> Your goal: Continue the job description for the GPU cloud validation engineer role, picking up after its last line.

** START OF Text section **

Job description
Job Description:
Senior Infrastructure Test & Validation Engineer (Zero-Touch GPU Cloud – GitOps Validation & Certification)
We are seeking a Senior Infrastructure Test & Validation Engineer with 10+ years of experience to lead the Zero-Touch Validation, Upgrade, and Certification automation of our on-prem GPU cloud platform.
This role focuses on ensuring the stability, performance, and conformance of the entire stack—from hardware to Kubernetes—using automated, GitOps-based validation pipelines.
The ideal candidate has a strong infrastructure background with deep hands-on skills in Sonobuoy, LitmusChaos, k6, and pytest, and is passionate about automated test orchestration, platform resilience, and continuous conformance.
Key Responsibilities
- Design and implement automated, GitOps-compliant pipelines for validation and certification of the GPU cloud stack across hardware, OS, Kubernetes, and platform layers.
- Integrate Sonobuoy for Kubernetes conformance and certification testing.
- Design and orchestrate chaos engineering workflows using LitmusChaos to validate system resilience across failure scenarios.
- Implement performance testing suites using k6 and system-level benchmarks, integrated into CI/CD pipelines.

** END OF Text section **
** START OF Dataset excerpt **

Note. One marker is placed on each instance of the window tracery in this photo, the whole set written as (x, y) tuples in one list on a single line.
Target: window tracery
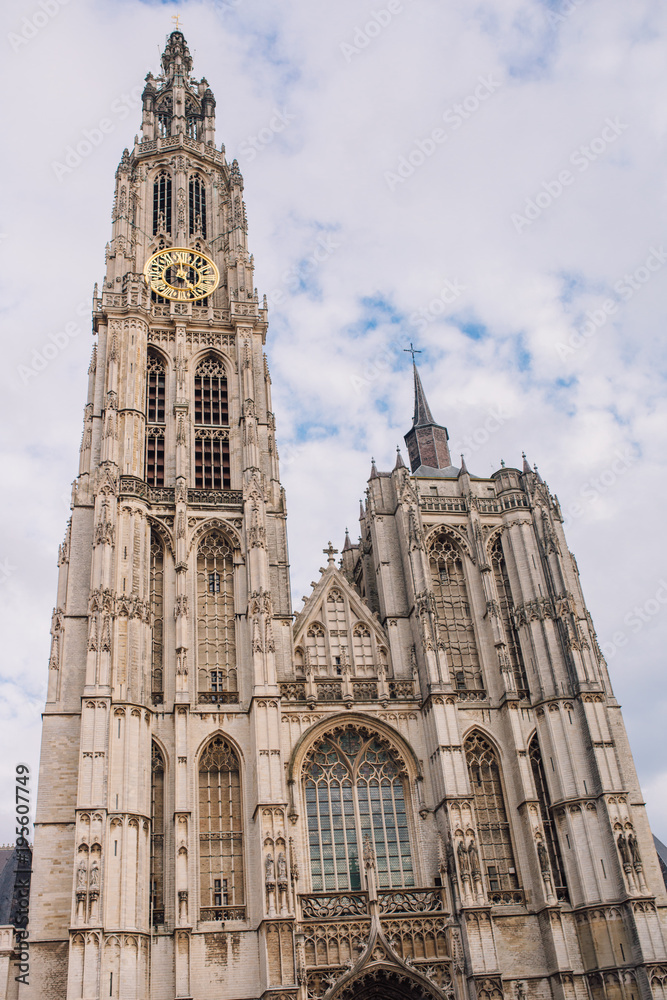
[(548, 823), (220, 829), (454, 615), (216, 629), (492, 821), (155, 410), (162, 203), (356, 789), (157, 837), (197, 206), (157, 615), (212, 466), (507, 617)]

** END OF Dataset excerpt **

> Reply to the exercise:
- Develop and maintain end-to-end test frameworks using pytest and/or Go, focusing on cluster lifecycle events, upgrade paths, and GPU workloads.
- Ensure test coverage and validation across multiple dimensions: conformance, performance, fault injection, and post-upgrade validation.
- Build and maintain dashboards and reporting for automated test results, including traceability, drift detection, and compliance tracking.
- Collaborate with infrastructure, SRE, and platform teams to embed testing and validation early in the deployment lifecycle.
- Own quality assurance gates for all automation-driven deployments.
Required Skills & Experience
- 10+ years of hands-on experience in infrastructure engineering, systems validation, or SRE roles.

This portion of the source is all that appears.